═════ Source material

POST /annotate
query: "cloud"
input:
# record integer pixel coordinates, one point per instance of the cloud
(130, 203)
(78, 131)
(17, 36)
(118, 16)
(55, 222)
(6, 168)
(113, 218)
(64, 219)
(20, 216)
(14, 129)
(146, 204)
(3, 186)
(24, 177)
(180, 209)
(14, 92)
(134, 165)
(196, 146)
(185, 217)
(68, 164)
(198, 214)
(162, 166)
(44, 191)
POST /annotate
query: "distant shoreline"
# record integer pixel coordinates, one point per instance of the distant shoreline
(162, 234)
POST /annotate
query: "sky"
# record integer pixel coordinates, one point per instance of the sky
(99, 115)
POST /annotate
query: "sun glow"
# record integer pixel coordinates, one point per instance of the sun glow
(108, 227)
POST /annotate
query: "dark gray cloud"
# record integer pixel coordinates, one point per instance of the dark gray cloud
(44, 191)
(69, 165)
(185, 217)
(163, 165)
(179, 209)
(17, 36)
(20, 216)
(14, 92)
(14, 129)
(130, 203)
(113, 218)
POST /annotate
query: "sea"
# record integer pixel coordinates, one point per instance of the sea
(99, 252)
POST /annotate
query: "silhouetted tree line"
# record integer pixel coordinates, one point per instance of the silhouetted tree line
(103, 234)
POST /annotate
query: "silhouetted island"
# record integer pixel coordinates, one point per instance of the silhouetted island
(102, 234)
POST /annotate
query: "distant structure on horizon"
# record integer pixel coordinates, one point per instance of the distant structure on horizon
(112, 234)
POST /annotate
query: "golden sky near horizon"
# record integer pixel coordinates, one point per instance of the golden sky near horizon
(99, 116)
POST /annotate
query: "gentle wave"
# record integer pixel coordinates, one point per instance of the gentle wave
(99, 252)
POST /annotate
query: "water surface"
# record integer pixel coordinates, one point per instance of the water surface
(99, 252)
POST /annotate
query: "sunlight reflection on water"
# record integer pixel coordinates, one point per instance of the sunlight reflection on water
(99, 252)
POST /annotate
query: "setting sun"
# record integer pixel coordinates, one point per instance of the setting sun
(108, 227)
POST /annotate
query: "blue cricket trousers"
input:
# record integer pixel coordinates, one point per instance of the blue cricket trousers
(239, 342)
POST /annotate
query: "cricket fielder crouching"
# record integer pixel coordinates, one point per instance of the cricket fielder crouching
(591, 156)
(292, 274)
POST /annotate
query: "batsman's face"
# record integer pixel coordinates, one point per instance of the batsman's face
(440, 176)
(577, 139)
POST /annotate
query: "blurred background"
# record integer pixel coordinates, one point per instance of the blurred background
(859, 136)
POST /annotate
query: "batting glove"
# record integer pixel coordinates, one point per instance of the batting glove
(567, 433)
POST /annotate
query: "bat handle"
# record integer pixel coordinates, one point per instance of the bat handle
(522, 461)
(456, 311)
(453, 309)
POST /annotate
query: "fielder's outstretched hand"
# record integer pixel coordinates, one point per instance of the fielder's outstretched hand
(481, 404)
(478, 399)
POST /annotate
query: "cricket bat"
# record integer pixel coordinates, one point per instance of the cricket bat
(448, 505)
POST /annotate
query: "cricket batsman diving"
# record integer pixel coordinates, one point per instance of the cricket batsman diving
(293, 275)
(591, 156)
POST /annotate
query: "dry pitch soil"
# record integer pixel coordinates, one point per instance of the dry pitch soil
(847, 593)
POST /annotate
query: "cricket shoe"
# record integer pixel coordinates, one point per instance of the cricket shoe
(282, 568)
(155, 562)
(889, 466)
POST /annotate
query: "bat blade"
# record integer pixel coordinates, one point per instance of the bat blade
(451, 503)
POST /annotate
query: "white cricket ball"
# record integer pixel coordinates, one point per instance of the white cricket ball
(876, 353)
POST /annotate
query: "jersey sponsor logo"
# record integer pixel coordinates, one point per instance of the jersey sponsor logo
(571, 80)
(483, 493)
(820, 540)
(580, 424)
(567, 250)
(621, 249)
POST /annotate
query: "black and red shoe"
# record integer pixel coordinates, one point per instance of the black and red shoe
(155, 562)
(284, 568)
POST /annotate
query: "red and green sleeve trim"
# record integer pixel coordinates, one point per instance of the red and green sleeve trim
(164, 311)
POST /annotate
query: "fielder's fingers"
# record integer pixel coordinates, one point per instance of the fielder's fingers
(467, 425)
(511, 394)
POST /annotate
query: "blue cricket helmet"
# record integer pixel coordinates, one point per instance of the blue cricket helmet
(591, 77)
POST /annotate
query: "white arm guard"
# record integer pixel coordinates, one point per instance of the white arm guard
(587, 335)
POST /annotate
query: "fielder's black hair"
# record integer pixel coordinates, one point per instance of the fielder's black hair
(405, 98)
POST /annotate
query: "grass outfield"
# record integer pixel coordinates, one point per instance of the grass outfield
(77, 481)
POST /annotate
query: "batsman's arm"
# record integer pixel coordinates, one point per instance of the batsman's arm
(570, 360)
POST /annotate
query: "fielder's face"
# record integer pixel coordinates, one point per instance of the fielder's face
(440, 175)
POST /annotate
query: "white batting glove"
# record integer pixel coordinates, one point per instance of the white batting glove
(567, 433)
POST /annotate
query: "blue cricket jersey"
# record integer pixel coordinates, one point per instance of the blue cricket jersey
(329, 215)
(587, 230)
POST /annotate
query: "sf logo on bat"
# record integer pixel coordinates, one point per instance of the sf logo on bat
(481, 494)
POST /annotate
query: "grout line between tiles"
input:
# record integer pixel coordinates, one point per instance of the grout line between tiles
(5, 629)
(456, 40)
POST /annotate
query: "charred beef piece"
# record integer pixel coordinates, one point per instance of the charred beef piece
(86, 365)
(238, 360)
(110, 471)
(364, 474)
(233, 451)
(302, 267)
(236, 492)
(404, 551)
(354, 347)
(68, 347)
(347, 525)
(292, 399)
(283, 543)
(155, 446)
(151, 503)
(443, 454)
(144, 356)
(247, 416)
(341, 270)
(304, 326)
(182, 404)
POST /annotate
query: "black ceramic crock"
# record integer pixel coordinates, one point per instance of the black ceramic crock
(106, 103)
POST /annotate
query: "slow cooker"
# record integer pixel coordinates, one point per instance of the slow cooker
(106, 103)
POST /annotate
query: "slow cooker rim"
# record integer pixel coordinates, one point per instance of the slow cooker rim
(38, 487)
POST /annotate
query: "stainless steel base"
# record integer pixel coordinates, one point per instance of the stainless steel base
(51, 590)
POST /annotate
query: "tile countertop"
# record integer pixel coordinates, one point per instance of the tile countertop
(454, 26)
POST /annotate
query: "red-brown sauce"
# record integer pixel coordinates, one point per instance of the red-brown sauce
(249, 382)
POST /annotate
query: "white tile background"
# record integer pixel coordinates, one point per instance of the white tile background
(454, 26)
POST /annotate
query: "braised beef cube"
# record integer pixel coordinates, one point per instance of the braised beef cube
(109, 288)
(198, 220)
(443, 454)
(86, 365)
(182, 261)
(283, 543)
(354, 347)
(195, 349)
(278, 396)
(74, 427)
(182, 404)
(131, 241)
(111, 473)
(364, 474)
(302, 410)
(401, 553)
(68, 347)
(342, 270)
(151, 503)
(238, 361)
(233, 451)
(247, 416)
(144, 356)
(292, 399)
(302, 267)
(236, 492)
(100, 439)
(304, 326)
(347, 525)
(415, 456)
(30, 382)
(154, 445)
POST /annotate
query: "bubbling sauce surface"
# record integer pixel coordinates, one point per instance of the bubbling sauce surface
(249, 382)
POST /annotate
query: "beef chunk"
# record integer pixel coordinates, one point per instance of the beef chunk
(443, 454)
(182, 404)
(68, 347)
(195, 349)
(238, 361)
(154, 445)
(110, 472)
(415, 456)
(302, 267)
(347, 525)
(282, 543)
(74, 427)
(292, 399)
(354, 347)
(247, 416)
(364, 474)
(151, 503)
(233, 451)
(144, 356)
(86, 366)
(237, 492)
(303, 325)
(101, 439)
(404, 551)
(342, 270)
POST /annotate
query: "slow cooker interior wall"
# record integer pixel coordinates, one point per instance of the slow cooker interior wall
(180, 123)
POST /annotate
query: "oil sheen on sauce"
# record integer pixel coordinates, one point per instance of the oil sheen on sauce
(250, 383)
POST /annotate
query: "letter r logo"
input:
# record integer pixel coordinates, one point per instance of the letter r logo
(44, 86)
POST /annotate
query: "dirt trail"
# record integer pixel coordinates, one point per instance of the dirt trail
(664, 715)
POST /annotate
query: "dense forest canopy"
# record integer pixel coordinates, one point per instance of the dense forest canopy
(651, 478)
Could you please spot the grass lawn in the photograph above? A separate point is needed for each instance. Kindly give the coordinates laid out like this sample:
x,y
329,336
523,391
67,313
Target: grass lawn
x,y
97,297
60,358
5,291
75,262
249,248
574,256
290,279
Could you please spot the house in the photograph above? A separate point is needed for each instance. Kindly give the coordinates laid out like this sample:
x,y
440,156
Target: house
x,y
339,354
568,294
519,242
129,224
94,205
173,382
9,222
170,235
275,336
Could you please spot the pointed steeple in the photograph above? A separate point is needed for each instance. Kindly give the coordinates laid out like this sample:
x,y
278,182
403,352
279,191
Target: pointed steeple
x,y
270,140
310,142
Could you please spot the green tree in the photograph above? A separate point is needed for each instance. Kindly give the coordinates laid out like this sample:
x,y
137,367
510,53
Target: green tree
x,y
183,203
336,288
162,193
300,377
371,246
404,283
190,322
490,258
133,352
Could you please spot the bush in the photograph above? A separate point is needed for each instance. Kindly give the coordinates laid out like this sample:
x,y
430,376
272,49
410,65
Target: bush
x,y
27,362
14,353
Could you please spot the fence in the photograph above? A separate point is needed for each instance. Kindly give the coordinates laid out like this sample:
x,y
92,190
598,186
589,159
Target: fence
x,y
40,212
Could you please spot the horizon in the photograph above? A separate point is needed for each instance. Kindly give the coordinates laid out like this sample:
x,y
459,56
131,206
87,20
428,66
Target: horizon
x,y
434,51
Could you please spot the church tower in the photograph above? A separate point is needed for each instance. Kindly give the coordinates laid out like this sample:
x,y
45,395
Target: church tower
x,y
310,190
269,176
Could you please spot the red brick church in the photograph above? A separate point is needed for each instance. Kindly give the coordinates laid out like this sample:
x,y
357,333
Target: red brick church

══════════

**Prompt**
Your task is to gather all lines from the entries above that hold the word "brick".

**Finished exercise**
Could you please spot the red brick church in the photograph above? A separate point is needed for each instance. Kindly give the coordinates laid out like this sample:
Target: red brick church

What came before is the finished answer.